Selected extract:
------------------------------------------------
The preferred plan set out in 1992 planning documents argued Docklands should be a “low-rise environment” with relatively few buildings above 12 storeys.
Housing should be medium density, and two or three-storey structures should predominate in places where a pedestrian character was sought, the documents said.
The Docklands Authority also proposed at least 10 per cent of housing should be public, and that at least half of all residential development be priced below $250,000 (in 1992 dollars).
Under this plan, what is now Marvel Stadium would have been a mixture of residential and office buildings.
At the heart of the Docklands vision was a 24-hectare education and research precinct. A 1990 proposal suggested a “Docklands campus” shared by Victoria’s universities, located between Victoria Dock North and Moonee Ponds Creek – near what is now New Quay Promenade.
By 1992, the plans had shifted toward a postgraduate campus or an international institution.
Planners also fought to locate the planned Melbourne casino in Docklands, arguing the site had the “greatest capacity to cater for the traffic generated by a major open casino” compared with any city centre location.
A number of areas were proposed, including the Spencer Street rail yards, along the Yarra River, at North Wharf, or at Central Pier.
Transport was equally ambitious, with planners proposing a “rapid transit link” to Tullamarine Airport and insisting all work at Spencer Street Station accommodate a future “very fast train” terminal. Both proposals remain unfulfilled more than three decades later.
A $245 million tunnel was also discussed as an alternative to what would become the Bolte Bridge, built by the Kennett government, specifically to allow cruise ships to access the inner docks.
------------------------------------------------
Parts of the exercise:
• 1. Print the passage on the early Docklands plans from "Planners also fought" up to and including "city centre location.".
• 2. In the passage on the early Docklands plans, how large was the education and research precinct at the heart of the vision?
• 3. Go on with the passage on the early Docklands plans, starting after its final sentence.

Entries from an annotation dataset
------------------------------------------------
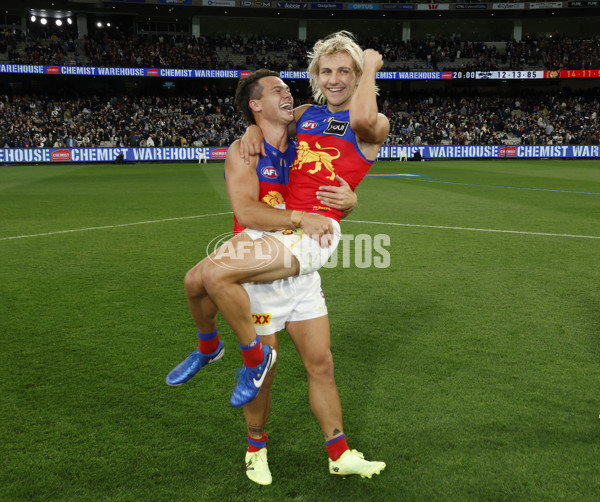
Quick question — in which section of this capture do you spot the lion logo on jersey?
[292,141,340,180]
[262,190,285,207]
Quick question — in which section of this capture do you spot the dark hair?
[235,69,279,124]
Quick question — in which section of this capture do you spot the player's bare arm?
[240,105,310,164]
[317,174,358,218]
[350,49,390,159]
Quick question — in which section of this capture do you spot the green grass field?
[0,160,600,501]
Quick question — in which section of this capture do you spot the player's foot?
[329,450,385,478]
[167,340,225,386]
[246,448,273,485]
[229,345,277,408]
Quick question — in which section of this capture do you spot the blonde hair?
[308,31,363,104]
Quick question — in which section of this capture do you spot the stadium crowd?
[0,30,600,71]
[0,86,600,148]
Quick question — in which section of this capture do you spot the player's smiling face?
[317,52,359,112]
[255,77,294,124]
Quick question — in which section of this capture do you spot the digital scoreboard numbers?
[452,70,549,80]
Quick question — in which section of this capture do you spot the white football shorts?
[242,272,327,335]
[244,218,342,275]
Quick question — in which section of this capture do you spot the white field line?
[0,211,233,241]
[0,211,600,241]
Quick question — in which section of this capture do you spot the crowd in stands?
[0,92,245,148]
[383,89,600,145]
[0,87,600,148]
[0,30,600,71]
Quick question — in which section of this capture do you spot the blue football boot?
[167,340,225,386]
[229,345,277,408]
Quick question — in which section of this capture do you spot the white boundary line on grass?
[0,211,233,241]
[344,220,600,239]
[0,211,600,241]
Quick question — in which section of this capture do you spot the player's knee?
[202,261,235,294]
[183,266,205,298]
[306,351,333,380]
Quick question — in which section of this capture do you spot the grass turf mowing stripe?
[344,220,600,239]
[408,175,600,195]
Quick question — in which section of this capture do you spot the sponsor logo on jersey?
[252,314,271,326]
[300,120,318,131]
[261,166,279,179]
[323,120,350,136]
[292,139,340,181]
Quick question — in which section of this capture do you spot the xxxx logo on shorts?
[252,314,271,326]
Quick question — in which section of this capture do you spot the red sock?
[240,335,265,368]
[248,431,267,453]
[325,434,350,461]
[198,329,219,354]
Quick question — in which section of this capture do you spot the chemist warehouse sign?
[0,145,600,164]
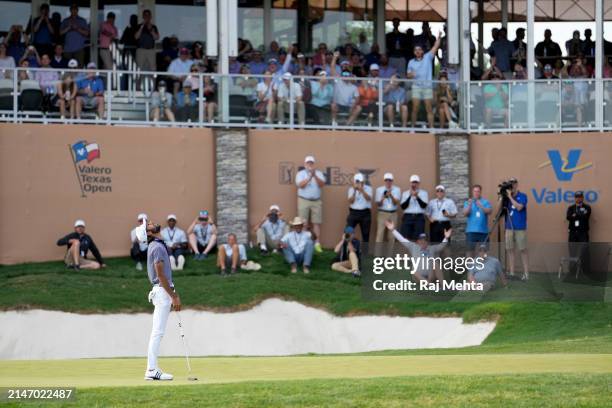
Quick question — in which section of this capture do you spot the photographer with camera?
[346,173,372,243]
[255,204,289,255]
[498,177,529,281]
[332,225,361,278]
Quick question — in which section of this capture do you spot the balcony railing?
[0,68,612,133]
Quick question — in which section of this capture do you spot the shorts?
[412,86,433,100]
[506,230,527,251]
[298,197,323,224]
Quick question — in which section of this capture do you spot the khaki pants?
[376,211,397,244]
[332,252,359,273]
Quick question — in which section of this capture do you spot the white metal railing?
[0,67,612,132]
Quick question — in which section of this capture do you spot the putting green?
[0,354,612,387]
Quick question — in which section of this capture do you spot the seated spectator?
[161,214,188,271]
[187,210,217,261]
[255,204,289,255]
[76,62,105,119]
[276,72,306,126]
[151,81,175,122]
[50,44,68,69]
[217,234,261,276]
[57,220,106,271]
[281,217,316,274]
[130,213,149,271]
[174,81,198,122]
[306,68,334,125]
[332,226,361,277]
[468,244,508,292]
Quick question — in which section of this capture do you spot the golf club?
[176,312,198,381]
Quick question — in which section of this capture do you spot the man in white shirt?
[281,217,314,274]
[346,173,373,244]
[130,213,149,271]
[295,156,325,252]
[400,174,429,241]
[276,72,306,125]
[374,173,402,244]
[255,204,289,255]
[427,184,457,242]
[161,214,187,271]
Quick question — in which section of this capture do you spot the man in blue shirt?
[501,178,529,281]
[463,184,493,253]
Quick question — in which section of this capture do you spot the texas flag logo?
[72,140,100,163]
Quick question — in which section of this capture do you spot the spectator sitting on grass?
[281,217,316,274]
[217,234,261,276]
[57,220,106,271]
[332,226,361,277]
[187,210,217,261]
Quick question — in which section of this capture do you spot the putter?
[176,312,198,381]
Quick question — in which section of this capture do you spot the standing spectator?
[427,184,457,242]
[134,10,159,71]
[295,156,326,252]
[26,3,55,55]
[332,226,361,278]
[502,178,529,281]
[98,12,119,69]
[406,33,442,129]
[161,214,188,271]
[463,184,493,253]
[187,210,217,261]
[60,4,89,65]
[346,173,373,244]
[374,173,402,243]
[57,220,106,271]
[400,174,429,240]
[130,213,149,271]
[281,217,316,274]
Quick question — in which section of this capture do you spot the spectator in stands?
[98,11,119,69]
[57,71,78,119]
[57,220,106,271]
[134,10,159,71]
[295,156,326,252]
[26,3,55,55]
[281,217,317,274]
[374,173,402,243]
[51,44,68,69]
[76,62,105,119]
[535,29,561,67]
[161,214,188,271]
[489,27,514,79]
[426,184,457,242]
[346,173,373,243]
[331,225,361,278]
[406,33,442,129]
[187,210,217,261]
[255,204,289,255]
[383,75,408,127]
[400,174,429,240]
[130,213,149,271]
[463,184,493,252]
[60,3,89,65]
[275,72,306,126]
[151,80,175,122]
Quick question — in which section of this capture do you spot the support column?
[215,129,249,244]
[437,133,470,242]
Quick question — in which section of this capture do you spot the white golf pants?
[147,286,172,370]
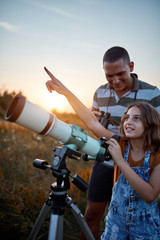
------------------------------------------------
Answers per task:
• 1.
Planners also fought to locate the planned Melbourne casino in Docklands, arguing the site had the “greatest capacity to cater for the traffic generated by a major open casino” compared with any city centre location.

• 2. 24 hectares.

• 3.
The market takes over
The dire state of Victoria’s finances – marked by the collapse of the Pyramid Building Society and the forced sale of the State Bank of Victoria – coupled with the Kirner government’s defeat in 1992, ensured these ambitious plans never left the drawing board.
Warnings from the Treasury at the time state that installing the basic infrastructure required to kick-start the development would have cost the taxpayer at least $300 million over six years. When Kennett took office in late 1992, he brought a different philosophy to the waterfront, imagining Docklands as a market-driven development that required no government subsidy.
To make the massive undertaking commercially viable for the private sector, the site was carved into seven large precincts and sold to major developers.
The economic constraints first identified by the Department of the Premier and Cabinet in 1990 would ultimately dictate the suburb’s fate. The Labor vision of low-rise housing, public quotas and educational hubs remained on paper, replaced by the high-density towers and private investment-driven planning that would come to define the Docklands of today.